Dataset rows on where objects appear

---------------

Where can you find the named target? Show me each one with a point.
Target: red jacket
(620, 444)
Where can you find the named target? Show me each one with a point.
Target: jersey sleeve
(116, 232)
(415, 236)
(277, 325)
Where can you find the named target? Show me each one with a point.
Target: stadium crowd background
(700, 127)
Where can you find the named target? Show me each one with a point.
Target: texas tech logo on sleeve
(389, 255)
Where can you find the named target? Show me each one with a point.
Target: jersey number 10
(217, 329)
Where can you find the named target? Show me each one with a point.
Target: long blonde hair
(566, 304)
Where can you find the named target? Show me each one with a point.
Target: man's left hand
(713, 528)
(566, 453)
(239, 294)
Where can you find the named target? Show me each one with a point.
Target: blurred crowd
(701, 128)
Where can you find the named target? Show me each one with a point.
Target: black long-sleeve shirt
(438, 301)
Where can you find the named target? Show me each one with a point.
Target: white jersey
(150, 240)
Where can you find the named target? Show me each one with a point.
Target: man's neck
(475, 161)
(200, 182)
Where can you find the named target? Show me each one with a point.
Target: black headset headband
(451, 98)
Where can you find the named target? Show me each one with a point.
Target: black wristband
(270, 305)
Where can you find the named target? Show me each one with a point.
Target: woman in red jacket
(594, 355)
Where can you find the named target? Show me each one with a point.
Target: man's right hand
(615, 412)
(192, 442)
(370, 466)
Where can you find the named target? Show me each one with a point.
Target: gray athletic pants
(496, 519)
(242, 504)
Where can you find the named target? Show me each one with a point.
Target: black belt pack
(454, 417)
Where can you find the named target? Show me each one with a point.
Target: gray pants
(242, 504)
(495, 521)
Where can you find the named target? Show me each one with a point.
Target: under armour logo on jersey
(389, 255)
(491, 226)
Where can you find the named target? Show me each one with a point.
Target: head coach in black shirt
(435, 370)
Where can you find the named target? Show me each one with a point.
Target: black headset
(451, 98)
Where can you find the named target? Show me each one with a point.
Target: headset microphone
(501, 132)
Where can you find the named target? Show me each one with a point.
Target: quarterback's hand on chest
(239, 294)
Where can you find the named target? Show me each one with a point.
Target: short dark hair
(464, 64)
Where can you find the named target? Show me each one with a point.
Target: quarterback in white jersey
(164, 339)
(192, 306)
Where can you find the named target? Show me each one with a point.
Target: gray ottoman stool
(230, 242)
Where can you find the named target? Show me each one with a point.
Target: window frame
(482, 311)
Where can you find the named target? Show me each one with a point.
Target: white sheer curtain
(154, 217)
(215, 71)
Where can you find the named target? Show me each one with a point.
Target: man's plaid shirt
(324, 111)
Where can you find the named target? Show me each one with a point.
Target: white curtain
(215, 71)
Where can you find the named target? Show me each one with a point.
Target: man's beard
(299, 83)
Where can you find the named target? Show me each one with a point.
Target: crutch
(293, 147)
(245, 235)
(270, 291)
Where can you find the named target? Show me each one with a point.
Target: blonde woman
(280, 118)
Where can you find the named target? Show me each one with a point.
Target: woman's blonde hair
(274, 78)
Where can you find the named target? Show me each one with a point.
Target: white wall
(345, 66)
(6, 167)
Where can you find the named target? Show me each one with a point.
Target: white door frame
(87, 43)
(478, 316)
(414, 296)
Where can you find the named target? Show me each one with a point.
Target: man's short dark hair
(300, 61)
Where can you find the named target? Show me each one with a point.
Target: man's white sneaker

---------------

### WHAT IS REQUIRED
The data above must be returned in full, exactly as written.

### RIGHT ANSWER
Where can you find the named target? Show me each one with a point.
Target: red jacket
(620, 444)
Where can you find the named target? Show me each one with a point.
Target: jersey sleeve
(116, 232)
(415, 236)
(277, 325)
Where can you find the named target? Show me each one with a point.
Target: stadium crowd background
(700, 127)
Where can you find the named target? Show me each one with a point.
Target: texas tech logo on sleeve
(389, 255)
Where can you find the named target? Show me each one with a point.
Target: jersey number 10
(217, 329)
Where can you find the named target? Show me each one with a point.
Target: long blonde hair
(566, 304)
Where can you find the named target? Show me each one with a point.
Target: man's left hand
(713, 528)
(566, 453)
(239, 294)
Where can you find the named target? Show me each one with a point.
Target: blurred crowd
(701, 128)
Where can you find the named target? Show me each one with a point.
Target: black long-sleeve shirt
(438, 301)
Where can you find the named target? Show me each one with a point.
Target: white jersey
(150, 240)
Where can you find the named target? Show me each one with a point.
Target: man's neck
(475, 161)
(200, 182)
Where can you find the named target? Show me each one with a point.
Target: black headset headband
(451, 98)
Where can you find the named target? Show me each one with a point.
Target: black wristband
(270, 305)
Where can you find the named target? Show me each one with a point.
Target: woman in red jacket
(594, 355)
Where can you find the named target? Show me each one with a point.
Target: man's right hand
(615, 412)
(192, 442)
(370, 466)
Where can you find the named target? Show me each one with a point.
Target: gray athletic pants
(496, 519)
(242, 504)
Where can you find the named target? Show me each one with a point.
Target: black belt pack
(454, 417)
Where can you find the named target? Show me each one with a point.
Target: gray pants
(242, 504)
(495, 521)
Where can you find the named target? Show me each one with a point.
Target: under armour logo on jersey
(389, 255)
(491, 226)
Where can you find the named target? Show me each one with a point.
Target: head coach in black shirt
(435, 370)
Where can you find the named target? Show me each one with a point.
Target: black headset
(451, 98)
Where can you find the named target? Show me each one with a point.
Target: headset microphone
(501, 132)
Where can you find the named target? Show me each one with a point.
Target: quarterback's hand on chest
(239, 294)
Where can you find the named target? Show me each one with a point.
Target: short dark hair
(464, 64)
Where can you find the named target? Show me each one with a point.
Target: quarterback in white jersey
(164, 339)
(192, 306)
Where can you find the named target? Show me each one with a point.
Target: gray ottoman stool
(230, 242)
Where can you find the named target? Show me each one with a point.
Target: window frame
(482, 311)
Where can you find the named target? Show me each one with a point.
Target: white sheer curtain
(154, 217)
(215, 71)
Where can you find the named target? Show me each one with a point.
Target: man's plaid shirt
(324, 111)
Where can you find the named target? Show me each one with a point.
Target: white curtain
(215, 71)
Where can you find the named target? Show me each one with a point.
Target: man's beard
(299, 83)
Where can you find the named target? Show me each one with a point.
Target: crutch
(293, 147)
(245, 235)
(270, 291)
Where can you find the named target? Show me each one with a point.
Target: blonde woman
(280, 118)
Where can you find the named target? Show me each one with a point.
Target: woman's blonde hair
(274, 78)
Where can you find the named target? Show me each one with a point.
Target: white wall
(345, 66)
(6, 167)
Where can you find the named target? Show me each one with a point.
Target: white door frame
(87, 43)
(478, 316)
(414, 296)
Where can you find the named target? Show me each one with a point.
Target: man's short dark hair
(300, 61)
Where can you find the named target? Show me each one with a point.
Target: man's white sneaker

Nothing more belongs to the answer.